• **Work instruction**
From the entries below, gather every line containing the string "jacket".

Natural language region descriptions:
----
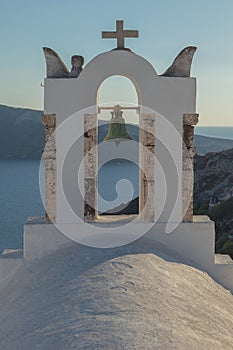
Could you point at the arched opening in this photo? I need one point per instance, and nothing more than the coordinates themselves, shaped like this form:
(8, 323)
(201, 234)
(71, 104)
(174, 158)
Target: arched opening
(118, 162)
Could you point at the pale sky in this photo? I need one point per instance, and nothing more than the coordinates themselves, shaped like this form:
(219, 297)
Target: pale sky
(74, 27)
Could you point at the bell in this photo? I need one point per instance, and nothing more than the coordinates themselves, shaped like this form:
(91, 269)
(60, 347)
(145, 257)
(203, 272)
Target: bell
(117, 129)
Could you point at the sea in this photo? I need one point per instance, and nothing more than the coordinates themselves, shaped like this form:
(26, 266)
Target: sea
(22, 189)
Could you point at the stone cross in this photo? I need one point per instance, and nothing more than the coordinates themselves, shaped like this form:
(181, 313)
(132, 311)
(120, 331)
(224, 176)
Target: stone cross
(120, 34)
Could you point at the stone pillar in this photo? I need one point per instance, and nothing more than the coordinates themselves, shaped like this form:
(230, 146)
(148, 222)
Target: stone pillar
(90, 166)
(189, 120)
(49, 155)
(147, 165)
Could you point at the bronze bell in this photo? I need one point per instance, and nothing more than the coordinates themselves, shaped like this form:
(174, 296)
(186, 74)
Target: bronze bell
(117, 129)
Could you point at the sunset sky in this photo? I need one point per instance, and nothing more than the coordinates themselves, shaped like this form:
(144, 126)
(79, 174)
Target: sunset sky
(74, 27)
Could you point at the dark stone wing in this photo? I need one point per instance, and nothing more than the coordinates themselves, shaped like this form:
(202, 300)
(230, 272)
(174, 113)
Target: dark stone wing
(55, 67)
(181, 65)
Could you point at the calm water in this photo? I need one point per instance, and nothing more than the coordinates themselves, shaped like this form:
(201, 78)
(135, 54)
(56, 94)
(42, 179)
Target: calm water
(20, 194)
(19, 199)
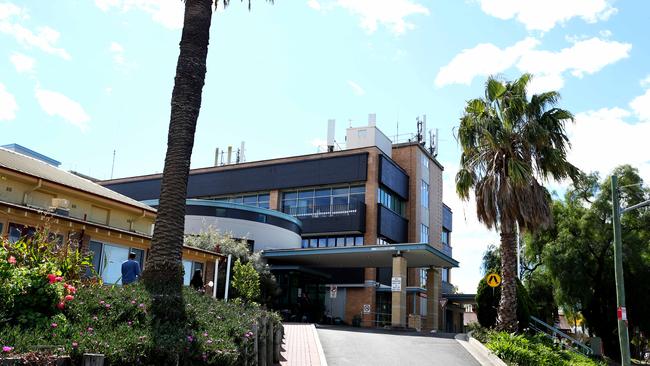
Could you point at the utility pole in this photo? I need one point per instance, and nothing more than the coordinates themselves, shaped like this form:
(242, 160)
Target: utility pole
(618, 272)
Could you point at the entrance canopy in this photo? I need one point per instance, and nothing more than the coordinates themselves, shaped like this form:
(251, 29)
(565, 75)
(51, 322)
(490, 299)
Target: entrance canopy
(416, 255)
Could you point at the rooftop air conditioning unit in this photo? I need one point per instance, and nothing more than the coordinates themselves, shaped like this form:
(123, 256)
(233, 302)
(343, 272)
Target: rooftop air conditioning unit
(60, 206)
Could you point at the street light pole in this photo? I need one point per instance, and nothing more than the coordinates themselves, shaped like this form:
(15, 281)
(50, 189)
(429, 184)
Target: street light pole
(618, 272)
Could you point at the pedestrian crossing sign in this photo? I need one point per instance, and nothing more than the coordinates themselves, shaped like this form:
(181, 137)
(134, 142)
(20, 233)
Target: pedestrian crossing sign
(493, 279)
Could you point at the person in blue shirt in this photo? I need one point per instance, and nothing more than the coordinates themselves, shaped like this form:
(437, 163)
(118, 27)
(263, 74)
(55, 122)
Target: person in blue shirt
(130, 270)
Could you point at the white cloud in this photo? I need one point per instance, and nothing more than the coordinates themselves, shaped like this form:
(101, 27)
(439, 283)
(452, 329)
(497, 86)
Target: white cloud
(641, 106)
(169, 13)
(57, 104)
(602, 140)
(549, 67)
(314, 4)
(118, 53)
(8, 105)
(645, 82)
(391, 14)
(544, 15)
(22, 63)
(465, 66)
(358, 90)
(44, 38)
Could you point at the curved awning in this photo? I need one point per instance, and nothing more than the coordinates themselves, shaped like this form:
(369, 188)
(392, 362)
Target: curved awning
(416, 254)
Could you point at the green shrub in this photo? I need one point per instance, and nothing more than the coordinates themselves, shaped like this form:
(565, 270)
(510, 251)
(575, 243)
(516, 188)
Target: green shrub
(116, 322)
(246, 281)
(38, 276)
(487, 303)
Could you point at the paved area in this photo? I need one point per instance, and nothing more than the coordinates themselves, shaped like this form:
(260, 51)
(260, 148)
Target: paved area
(355, 347)
(300, 345)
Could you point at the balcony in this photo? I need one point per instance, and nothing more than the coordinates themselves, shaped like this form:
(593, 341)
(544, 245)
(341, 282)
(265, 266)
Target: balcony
(446, 249)
(340, 218)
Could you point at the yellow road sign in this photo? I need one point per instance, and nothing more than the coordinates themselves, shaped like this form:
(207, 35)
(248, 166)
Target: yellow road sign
(493, 279)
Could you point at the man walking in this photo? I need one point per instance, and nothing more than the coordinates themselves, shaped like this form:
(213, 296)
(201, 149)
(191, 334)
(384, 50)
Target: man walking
(130, 270)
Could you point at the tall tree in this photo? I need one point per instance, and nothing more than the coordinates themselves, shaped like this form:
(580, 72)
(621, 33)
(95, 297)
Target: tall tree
(163, 276)
(509, 144)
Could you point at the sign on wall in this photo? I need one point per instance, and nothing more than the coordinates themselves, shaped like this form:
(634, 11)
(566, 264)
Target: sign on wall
(396, 284)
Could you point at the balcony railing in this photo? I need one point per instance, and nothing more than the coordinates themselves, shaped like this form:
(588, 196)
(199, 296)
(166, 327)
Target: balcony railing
(446, 249)
(353, 208)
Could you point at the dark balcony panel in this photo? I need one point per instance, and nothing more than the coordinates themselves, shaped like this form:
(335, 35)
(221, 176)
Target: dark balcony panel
(329, 170)
(353, 221)
(447, 217)
(391, 225)
(393, 177)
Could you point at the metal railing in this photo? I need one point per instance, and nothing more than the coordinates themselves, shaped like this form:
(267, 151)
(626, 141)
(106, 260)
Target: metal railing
(556, 334)
(325, 210)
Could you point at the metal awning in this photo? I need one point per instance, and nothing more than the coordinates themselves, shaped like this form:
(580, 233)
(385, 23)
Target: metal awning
(416, 254)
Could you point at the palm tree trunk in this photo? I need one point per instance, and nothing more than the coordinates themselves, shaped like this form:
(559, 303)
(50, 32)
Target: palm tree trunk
(163, 276)
(507, 314)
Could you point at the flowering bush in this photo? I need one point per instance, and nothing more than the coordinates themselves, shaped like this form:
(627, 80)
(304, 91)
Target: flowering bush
(37, 278)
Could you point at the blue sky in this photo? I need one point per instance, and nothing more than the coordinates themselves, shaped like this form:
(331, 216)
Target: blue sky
(79, 79)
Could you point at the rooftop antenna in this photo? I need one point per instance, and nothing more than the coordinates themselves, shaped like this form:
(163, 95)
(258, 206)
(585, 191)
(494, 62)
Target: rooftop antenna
(113, 166)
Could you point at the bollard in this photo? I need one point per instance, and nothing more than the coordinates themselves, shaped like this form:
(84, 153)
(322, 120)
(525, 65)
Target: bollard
(269, 342)
(277, 342)
(261, 356)
(92, 359)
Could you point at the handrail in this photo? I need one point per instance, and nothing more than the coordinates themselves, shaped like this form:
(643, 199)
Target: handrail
(556, 332)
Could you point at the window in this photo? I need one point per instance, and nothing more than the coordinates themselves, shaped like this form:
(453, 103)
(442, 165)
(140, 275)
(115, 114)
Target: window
(107, 259)
(322, 200)
(445, 275)
(445, 237)
(332, 241)
(391, 201)
(424, 194)
(260, 199)
(424, 233)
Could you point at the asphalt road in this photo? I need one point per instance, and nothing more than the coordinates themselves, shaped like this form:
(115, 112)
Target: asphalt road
(354, 347)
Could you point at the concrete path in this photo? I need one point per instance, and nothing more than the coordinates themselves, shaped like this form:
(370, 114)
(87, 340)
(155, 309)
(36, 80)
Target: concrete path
(301, 346)
(357, 347)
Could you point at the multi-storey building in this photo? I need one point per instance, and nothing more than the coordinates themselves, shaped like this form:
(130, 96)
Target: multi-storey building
(36, 194)
(375, 234)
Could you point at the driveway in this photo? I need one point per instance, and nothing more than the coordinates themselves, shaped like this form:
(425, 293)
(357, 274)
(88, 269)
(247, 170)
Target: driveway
(356, 347)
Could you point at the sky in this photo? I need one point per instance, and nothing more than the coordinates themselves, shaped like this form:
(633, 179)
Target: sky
(82, 79)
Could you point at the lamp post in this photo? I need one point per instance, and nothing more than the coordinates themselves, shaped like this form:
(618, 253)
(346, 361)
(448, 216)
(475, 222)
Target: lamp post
(618, 271)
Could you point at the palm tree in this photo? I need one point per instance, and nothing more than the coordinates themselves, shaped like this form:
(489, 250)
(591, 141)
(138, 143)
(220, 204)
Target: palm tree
(509, 144)
(163, 276)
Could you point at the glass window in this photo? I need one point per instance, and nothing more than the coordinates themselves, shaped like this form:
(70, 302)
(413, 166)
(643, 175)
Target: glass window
(324, 192)
(424, 194)
(424, 233)
(112, 258)
(289, 195)
(306, 194)
(95, 252)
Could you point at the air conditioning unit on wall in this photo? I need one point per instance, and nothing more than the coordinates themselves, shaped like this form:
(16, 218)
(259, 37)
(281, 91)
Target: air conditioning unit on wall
(60, 206)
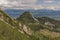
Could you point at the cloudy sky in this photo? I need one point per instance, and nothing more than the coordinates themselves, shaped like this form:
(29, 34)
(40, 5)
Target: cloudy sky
(30, 4)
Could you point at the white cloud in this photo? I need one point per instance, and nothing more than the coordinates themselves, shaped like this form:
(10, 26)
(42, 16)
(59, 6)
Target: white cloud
(28, 4)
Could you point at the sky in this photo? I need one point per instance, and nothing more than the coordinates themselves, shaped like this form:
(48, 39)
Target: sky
(30, 4)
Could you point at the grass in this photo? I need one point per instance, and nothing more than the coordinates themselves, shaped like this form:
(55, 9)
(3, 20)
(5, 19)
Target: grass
(8, 33)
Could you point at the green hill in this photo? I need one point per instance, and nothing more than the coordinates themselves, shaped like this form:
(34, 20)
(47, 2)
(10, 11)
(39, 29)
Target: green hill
(27, 27)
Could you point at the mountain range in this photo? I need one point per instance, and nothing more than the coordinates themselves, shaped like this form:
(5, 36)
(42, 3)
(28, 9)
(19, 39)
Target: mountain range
(37, 13)
(28, 27)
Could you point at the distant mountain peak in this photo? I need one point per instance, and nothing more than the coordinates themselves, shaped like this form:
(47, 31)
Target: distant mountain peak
(27, 17)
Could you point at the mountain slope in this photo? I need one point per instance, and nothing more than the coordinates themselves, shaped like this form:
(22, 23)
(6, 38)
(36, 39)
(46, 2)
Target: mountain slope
(28, 19)
(8, 33)
(50, 23)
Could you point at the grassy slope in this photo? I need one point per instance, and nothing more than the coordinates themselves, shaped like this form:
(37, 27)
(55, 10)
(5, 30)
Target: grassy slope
(8, 33)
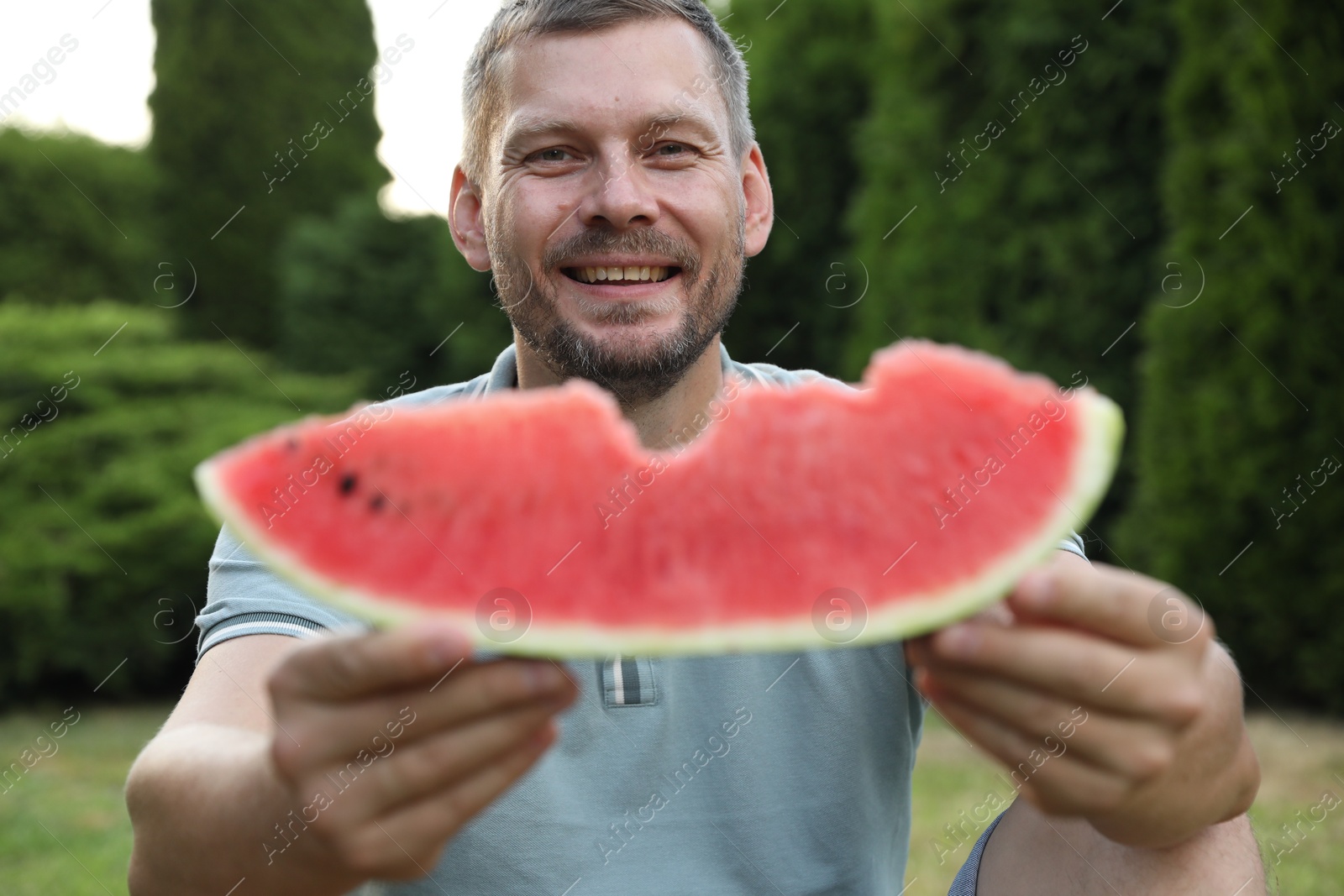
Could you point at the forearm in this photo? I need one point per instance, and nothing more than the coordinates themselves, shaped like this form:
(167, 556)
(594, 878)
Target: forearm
(205, 804)
(1213, 775)
(1032, 853)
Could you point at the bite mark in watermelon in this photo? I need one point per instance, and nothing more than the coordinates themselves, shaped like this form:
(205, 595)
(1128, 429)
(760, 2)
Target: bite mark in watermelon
(800, 517)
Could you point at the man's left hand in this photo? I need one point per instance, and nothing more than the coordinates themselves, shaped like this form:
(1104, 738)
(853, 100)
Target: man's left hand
(1105, 694)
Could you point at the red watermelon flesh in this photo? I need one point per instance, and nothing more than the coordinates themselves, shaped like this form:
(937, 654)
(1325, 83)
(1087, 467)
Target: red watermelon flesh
(799, 517)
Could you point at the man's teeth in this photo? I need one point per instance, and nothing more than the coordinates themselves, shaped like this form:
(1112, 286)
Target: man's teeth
(595, 275)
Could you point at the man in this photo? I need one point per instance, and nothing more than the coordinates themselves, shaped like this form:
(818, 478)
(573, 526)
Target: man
(606, 137)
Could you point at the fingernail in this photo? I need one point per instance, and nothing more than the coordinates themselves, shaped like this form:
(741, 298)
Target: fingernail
(960, 640)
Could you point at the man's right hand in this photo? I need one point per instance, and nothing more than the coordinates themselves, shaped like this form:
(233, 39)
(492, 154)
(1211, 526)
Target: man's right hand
(394, 741)
(307, 768)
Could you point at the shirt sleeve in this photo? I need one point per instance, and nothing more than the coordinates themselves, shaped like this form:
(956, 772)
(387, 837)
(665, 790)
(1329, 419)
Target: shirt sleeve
(244, 597)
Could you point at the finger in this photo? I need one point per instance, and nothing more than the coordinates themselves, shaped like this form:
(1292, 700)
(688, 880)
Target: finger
(1075, 668)
(441, 762)
(351, 667)
(1132, 748)
(1055, 785)
(329, 734)
(410, 840)
(1116, 604)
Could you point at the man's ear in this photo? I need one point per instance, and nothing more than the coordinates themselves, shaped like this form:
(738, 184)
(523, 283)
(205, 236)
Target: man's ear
(465, 221)
(759, 201)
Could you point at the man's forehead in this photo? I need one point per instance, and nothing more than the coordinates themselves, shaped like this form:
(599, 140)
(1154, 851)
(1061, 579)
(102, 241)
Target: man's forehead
(648, 71)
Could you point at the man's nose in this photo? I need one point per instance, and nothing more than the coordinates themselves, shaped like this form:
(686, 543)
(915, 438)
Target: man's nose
(620, 195)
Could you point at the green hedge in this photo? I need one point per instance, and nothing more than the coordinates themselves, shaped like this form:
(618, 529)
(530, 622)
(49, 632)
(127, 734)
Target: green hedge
(76, 219)
(1241, 407)
(376, 296)
(102, 540)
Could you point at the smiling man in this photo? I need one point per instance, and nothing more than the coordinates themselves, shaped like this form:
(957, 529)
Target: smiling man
(612, 183)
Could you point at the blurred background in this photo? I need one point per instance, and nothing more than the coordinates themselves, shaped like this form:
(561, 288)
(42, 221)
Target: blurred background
(215, 217)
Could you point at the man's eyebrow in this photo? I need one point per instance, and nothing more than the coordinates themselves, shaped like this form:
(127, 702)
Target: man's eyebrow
(530, 127)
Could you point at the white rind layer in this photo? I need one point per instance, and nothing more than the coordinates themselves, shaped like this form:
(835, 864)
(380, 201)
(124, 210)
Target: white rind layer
(1093, 465)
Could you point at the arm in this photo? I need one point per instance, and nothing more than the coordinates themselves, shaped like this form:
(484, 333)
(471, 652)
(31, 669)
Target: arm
(1032, 853)
(1112, 720)
(253, 773)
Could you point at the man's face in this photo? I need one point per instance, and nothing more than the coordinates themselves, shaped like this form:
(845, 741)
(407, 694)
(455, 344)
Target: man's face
(616, 217)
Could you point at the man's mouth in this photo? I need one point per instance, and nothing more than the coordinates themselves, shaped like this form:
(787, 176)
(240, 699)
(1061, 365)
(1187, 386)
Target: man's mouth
(618, 275)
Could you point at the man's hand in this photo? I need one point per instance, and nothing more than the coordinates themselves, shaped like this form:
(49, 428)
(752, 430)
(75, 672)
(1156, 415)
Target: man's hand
(1106, 696)
(427, 736)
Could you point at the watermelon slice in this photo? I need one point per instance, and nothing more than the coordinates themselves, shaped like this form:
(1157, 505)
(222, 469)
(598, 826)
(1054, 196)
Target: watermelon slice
(784, 519)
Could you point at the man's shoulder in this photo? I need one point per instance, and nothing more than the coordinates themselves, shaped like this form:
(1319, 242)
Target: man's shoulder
(437, 394)
(781, 376)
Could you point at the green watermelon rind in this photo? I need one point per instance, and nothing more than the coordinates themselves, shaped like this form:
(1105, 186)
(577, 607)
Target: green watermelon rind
(1095, 463)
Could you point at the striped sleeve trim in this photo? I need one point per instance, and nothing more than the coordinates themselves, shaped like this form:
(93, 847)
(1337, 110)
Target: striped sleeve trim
(968, 879)
(1074, 544)
(259, 624)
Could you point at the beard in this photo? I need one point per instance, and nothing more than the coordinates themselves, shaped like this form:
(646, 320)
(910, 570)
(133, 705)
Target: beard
(638, 365)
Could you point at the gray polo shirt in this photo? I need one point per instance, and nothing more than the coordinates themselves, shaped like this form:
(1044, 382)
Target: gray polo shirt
(759, 773)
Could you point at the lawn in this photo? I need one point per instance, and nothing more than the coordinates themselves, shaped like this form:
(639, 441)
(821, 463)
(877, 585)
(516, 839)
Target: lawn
(64, 825)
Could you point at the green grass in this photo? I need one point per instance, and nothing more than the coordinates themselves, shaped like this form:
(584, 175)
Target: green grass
(64, 825)
(1299, 758)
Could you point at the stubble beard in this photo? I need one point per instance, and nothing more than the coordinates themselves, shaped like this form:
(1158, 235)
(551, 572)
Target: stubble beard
(632, 369)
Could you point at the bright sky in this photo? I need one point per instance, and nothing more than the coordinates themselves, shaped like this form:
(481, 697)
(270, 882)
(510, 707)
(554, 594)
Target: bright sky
(101, 86)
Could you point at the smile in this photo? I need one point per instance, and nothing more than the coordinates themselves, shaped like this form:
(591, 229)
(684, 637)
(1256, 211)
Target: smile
(617, 275)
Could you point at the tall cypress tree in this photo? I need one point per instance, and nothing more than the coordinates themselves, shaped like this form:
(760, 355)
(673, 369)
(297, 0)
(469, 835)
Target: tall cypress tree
(810, 90)
(264, 112)
(1010, 194)
(1241, 496)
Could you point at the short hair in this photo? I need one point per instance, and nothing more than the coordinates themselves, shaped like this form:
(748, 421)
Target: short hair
(519, 20)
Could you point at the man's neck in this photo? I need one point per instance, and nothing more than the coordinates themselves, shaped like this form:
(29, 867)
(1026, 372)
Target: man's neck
(658, 419)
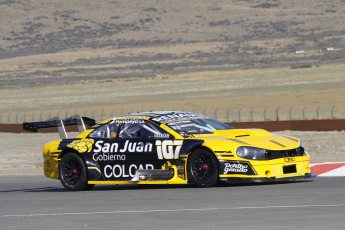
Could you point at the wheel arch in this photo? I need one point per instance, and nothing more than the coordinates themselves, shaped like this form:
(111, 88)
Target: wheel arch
(92, 168)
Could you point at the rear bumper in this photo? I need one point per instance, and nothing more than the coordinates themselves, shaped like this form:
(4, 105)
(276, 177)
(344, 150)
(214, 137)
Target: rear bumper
(266, 179)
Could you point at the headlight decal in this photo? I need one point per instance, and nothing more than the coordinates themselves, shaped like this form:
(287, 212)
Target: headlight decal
(236, 167)
(251, 153)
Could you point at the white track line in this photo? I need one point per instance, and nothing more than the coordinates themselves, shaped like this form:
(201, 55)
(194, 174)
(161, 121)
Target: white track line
(170, 210)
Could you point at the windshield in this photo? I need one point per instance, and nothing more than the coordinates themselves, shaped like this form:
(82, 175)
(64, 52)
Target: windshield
(197, 126)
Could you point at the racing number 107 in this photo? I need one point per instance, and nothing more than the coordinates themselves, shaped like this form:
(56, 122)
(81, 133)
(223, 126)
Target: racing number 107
(165, 149)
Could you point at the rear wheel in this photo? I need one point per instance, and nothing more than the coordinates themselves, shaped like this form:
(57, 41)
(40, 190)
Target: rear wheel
(72, 173)
(203, 168)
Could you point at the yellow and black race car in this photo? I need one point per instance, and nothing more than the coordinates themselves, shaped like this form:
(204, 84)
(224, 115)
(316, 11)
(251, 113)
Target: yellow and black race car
(168, 148)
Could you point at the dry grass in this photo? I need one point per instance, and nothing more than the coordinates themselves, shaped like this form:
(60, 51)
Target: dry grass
(194, 55)
(322, 86)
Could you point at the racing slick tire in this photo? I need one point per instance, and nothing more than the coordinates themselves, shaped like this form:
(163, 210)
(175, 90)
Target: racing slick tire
(72, 173)
(203, 168)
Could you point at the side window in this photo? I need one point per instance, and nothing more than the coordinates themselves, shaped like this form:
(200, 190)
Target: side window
(113, 130)
(105, 131)
(137, 130)
(130, 130)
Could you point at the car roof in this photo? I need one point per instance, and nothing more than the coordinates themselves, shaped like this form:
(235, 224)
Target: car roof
(165, 116)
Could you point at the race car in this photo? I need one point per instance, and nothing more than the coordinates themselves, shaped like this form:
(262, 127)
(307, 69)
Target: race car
(167, 147)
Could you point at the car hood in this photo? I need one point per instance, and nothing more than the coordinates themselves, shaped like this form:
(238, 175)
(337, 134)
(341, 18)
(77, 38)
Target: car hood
(252, 137)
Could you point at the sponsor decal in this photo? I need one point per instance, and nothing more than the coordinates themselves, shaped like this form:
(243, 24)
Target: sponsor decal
(238, 168)
(130, 120)
(128, 146)
(177, 116)
(108, 157)
(168, 149)
(162, 135)
(289, 159)
(124, 171)
(82, 146)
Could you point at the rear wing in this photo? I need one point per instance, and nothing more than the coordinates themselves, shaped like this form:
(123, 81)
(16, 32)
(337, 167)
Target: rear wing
(60, 124)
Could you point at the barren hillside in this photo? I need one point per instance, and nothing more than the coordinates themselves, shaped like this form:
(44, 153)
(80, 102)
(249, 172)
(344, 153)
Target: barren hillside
(57, 42)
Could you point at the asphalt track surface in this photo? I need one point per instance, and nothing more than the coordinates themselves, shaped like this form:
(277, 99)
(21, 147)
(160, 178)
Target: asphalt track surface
(34, 202)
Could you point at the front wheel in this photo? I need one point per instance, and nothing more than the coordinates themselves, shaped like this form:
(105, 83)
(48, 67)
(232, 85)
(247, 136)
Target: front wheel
(203, 168)
(72, 173)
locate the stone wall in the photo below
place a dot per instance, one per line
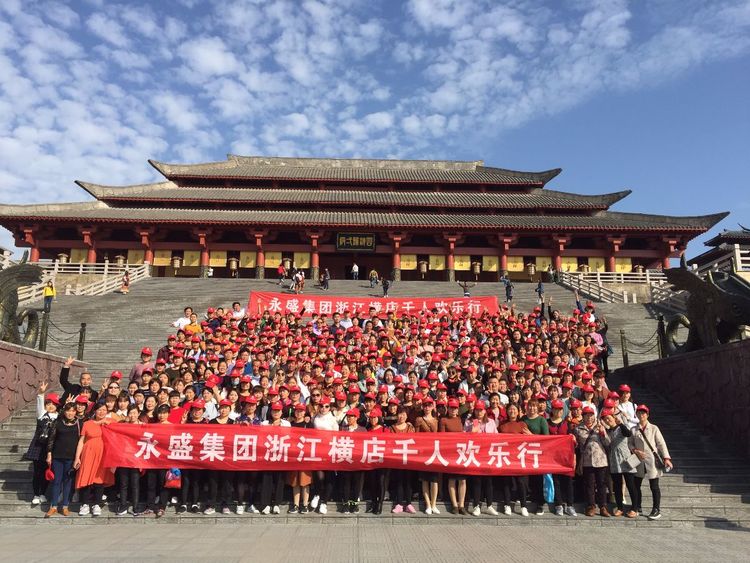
(712, 386)
(22, 370)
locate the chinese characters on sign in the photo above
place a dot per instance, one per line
(291, 449)
(355, 242)
(284, 303)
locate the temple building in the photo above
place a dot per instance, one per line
(412, 220)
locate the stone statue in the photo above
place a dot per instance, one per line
(11, 279)
(717, 309)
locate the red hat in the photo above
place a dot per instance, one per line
(53, 398)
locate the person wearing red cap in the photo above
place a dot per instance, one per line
(456, 482)
(482, 485)
(272, 482)
(61, 452)
(622, 462)
(427, 422)
(91, 476)
(592, 439)
(46, 414)
(649, 445)
(324, 480)
(300, 480)
(400, 479)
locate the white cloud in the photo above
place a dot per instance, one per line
(108, 29)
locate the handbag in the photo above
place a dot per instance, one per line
(579, 461)
(658, 460)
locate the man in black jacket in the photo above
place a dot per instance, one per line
(73, 389)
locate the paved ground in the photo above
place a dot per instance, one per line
(371, 543)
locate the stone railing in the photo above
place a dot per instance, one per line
(712, 385)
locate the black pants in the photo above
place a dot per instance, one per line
(536, 488)
(155, 479)
(271, 488)
(655, 493)
(595, 485)
(563, 490)
(220, 484)
(349, 485)
(401, 491)
(617, 479)
(128, 486)
(92, 494)
(324, 482)
(38, 480)
(521, 486)
(192, 481)
(482, 487)
(376, 484)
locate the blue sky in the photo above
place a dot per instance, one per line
(651, 96)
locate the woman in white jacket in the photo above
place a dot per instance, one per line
(648, 444)
(324, 480)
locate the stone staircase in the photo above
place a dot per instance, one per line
(710, 486)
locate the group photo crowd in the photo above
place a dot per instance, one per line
(541, 372)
----
• **Completed exercise**
locate the man in black jacket in the photo above
locate the woman in white jacket in the photo above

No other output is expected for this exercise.